_TASK DIRECTIONS_
Gather each line of the records below that contains the string "white" and copy it in full. Case counts when matching.

┌────────

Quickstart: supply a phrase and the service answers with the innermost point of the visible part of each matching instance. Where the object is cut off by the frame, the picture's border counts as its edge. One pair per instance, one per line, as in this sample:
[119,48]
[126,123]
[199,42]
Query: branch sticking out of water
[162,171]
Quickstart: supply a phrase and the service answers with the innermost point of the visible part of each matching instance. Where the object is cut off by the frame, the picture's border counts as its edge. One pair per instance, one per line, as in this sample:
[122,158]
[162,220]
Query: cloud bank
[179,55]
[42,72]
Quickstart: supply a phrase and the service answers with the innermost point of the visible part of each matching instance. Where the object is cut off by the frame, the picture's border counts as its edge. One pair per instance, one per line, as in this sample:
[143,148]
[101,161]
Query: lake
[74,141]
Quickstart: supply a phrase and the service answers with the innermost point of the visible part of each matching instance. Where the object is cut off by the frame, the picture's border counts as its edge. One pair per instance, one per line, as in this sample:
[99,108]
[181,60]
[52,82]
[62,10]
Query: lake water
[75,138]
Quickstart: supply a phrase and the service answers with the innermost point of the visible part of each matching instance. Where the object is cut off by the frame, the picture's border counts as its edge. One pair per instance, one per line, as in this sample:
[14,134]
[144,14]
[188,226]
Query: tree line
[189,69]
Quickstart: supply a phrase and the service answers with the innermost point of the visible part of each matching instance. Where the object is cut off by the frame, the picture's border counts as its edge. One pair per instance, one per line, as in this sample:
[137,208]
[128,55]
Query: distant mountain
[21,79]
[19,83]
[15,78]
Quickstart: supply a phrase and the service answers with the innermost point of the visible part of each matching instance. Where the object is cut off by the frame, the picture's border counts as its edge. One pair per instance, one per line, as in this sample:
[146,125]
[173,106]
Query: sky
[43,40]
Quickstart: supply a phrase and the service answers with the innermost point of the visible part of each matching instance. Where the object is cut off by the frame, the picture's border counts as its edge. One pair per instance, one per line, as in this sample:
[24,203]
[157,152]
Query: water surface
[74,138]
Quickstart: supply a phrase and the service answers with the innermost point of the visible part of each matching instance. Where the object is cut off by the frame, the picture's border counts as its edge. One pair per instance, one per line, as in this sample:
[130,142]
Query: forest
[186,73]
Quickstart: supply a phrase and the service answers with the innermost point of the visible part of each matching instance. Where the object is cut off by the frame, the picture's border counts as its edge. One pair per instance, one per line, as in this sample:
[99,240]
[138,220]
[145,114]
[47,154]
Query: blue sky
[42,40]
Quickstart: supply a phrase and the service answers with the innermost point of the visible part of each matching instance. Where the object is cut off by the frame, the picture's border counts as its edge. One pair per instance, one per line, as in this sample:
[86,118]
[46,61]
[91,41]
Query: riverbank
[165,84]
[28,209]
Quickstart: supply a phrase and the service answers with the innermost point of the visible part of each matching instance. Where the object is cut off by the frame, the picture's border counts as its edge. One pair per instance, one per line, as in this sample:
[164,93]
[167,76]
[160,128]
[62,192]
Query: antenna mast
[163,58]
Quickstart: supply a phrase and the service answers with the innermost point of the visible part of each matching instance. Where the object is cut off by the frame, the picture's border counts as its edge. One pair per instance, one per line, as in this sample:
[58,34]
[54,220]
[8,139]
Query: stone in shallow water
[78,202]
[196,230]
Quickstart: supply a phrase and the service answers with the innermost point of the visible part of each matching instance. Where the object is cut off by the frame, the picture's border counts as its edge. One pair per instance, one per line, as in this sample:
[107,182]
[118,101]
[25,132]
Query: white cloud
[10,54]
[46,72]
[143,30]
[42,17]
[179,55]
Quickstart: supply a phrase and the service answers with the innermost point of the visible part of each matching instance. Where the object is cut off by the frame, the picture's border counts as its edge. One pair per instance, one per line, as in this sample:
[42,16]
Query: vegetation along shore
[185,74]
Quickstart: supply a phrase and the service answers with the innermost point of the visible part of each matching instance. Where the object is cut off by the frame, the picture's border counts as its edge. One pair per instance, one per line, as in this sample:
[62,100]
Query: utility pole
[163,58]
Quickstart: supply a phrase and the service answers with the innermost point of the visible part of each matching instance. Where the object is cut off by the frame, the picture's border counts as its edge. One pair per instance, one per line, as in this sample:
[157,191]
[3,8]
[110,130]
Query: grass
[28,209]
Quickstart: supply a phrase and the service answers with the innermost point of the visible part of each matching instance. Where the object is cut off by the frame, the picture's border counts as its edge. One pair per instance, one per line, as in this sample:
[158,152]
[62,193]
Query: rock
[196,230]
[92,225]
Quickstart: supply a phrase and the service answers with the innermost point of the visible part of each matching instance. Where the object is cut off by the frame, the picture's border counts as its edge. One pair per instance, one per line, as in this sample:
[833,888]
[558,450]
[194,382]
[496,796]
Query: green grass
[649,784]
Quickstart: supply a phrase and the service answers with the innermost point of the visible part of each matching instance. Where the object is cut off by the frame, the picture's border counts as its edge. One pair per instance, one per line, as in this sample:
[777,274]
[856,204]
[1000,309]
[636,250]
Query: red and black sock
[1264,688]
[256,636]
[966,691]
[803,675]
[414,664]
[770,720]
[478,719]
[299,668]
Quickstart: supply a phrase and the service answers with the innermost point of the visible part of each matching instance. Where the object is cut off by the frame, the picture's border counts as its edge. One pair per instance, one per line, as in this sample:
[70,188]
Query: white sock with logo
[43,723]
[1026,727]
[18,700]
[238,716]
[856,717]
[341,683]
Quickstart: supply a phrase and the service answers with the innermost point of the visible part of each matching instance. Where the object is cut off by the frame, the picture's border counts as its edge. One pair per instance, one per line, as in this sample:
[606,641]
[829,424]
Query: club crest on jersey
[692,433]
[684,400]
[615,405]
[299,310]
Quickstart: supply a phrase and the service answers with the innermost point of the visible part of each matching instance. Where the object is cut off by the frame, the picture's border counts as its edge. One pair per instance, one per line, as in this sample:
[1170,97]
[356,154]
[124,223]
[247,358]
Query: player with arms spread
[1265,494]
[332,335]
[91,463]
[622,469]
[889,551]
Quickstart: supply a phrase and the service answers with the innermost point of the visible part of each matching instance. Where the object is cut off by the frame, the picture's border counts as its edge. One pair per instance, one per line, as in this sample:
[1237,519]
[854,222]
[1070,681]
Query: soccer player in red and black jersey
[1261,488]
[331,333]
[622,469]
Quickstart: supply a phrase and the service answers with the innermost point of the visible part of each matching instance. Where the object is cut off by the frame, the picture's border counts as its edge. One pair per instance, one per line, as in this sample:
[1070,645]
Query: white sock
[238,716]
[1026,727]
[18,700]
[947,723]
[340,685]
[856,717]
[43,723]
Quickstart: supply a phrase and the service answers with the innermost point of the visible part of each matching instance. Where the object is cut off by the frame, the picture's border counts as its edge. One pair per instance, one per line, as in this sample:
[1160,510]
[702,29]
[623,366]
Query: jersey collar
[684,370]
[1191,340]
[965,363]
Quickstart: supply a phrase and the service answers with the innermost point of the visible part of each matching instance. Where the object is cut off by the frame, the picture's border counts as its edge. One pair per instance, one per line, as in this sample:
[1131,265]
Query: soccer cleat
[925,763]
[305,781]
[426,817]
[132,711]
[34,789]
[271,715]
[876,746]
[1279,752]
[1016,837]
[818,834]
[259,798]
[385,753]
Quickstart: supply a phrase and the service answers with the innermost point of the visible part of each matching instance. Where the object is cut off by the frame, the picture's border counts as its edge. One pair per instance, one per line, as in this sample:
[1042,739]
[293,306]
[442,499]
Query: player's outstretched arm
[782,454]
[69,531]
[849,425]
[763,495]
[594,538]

└────────

_TASK OUTPUT_
Query: white cloud
Query: white sock with logo
Query: white sock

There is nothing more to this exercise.